Exercise instructions.
(a) Copy the sermon excerpt on Communion word for word. Begin with "Finally, let me" and stop after "the right words?".
(b) List every question in the sermon excerpt on Communion that begins with the words "Do we have to have".

A woman suffering from Alzheimer's who cannot grasp a point in a sermon long enough for it to make any real difference can still hold the cup to her lips and receive the presence of Christ.  A child for whom theological affirmations about Christ are as incomprehensible as molecular biology can still receive the blessings of the table.
 
Finally, let me ask you what is required to make this meal Communion?  Do we have to have the right elements - the right kind of bread and wine?  Do we have to have a priest or minister?  Do we have to have it in a church?  Do we have to have the right words?
 
Disciples are usually proud of the time that they observed Communion on a camping trip with teenagers and they had to use hot dog buns and Kool-aid for the elements.  Was it Communion?  I think so.
 
There is another significant note from John 6 that affects our understanding of Communion.  Back in verse 11, we find the story of the feeding of the 5,000, which has been the launching pad for all this discussion about bread and now about Jesus flesh.  John tells one detail of this story differently from the other gospel writers.  When that happens there is usually a significant theological point being made.  I believe that is true here.  Verse 11 says, "Then Jesus took the loaves, and when he had given thanks, he distributed them to those who were seated; so also the fish, as much as they wanted."  Did you notice who served at this table?  Jesus did.

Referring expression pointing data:
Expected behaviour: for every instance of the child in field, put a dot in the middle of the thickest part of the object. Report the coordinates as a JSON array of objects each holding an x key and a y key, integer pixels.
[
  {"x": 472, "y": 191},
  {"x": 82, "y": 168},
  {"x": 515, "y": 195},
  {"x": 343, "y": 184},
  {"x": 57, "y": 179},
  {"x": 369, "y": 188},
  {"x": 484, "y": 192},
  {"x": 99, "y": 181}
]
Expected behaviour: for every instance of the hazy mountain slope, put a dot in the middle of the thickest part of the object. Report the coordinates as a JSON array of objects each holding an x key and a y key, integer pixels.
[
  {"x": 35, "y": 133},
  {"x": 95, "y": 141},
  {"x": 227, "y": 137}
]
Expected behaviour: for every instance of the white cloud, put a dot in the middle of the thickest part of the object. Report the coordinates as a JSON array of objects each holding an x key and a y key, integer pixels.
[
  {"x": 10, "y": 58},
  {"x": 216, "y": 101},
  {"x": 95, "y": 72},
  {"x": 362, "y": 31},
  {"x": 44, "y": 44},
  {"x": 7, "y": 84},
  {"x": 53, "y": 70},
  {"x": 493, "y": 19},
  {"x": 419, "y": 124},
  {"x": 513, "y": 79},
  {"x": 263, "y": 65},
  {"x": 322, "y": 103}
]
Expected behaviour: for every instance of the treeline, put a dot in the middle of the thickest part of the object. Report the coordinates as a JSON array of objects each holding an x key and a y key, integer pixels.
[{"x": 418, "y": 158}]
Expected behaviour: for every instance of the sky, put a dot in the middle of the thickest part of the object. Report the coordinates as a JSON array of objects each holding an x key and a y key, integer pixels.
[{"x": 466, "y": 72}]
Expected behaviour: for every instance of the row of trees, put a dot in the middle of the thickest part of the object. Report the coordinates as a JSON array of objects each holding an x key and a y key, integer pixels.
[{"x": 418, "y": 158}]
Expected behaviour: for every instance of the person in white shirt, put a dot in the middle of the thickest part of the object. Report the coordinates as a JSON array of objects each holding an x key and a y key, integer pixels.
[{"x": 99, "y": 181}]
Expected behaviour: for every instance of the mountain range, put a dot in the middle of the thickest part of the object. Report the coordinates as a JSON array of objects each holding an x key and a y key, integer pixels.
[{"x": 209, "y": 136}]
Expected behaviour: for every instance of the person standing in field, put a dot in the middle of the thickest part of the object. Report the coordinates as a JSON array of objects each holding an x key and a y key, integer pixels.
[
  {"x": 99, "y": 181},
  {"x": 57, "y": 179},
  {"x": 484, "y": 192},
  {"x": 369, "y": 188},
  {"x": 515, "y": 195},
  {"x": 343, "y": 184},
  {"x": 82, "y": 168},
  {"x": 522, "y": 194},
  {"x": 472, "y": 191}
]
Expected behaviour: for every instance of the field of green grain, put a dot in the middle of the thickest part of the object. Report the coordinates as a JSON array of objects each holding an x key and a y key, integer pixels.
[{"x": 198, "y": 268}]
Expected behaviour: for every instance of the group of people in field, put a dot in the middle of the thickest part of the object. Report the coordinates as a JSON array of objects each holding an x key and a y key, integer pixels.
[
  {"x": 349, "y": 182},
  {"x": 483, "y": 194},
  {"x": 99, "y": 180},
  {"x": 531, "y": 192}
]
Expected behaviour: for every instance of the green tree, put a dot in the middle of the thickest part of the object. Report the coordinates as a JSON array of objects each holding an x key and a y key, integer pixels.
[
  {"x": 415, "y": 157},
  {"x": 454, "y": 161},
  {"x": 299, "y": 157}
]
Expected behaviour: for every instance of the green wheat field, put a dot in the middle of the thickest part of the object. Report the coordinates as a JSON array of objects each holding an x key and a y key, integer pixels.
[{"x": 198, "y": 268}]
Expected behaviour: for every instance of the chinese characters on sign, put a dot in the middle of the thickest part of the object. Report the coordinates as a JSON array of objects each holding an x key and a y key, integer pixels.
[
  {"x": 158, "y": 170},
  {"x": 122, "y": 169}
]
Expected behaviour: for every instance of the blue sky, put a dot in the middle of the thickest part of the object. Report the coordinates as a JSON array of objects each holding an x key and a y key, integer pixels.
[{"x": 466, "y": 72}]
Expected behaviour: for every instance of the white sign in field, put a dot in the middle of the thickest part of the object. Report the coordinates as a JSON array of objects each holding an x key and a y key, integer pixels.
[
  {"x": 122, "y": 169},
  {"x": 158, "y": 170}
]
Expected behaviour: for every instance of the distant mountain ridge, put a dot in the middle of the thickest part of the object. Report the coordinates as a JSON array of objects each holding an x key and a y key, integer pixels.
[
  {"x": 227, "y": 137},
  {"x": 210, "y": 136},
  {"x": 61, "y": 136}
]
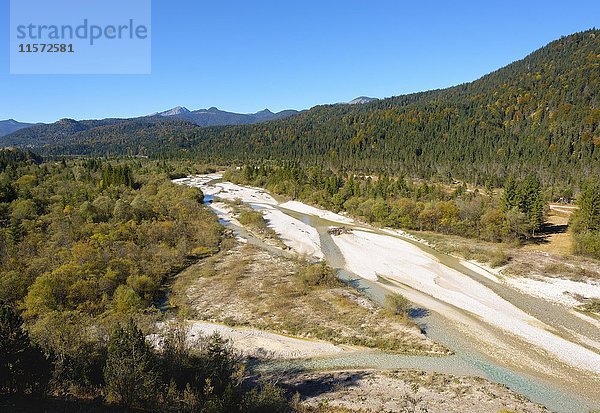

Numbered answers.
(a)
Finally, let me ask you what is required to make this meal Communion?  Do we have to have the right elements - the right kind of bread and wine?  Do we have to have a priest or minister?  Do we have to have it in a church?  Do we have to have the right words?

(b)
Do we have to have the right elements - the right kind of bread and wine?
Do we have to have a priest or minister?
Do we have to have it in a church?
Do we have to have the right words?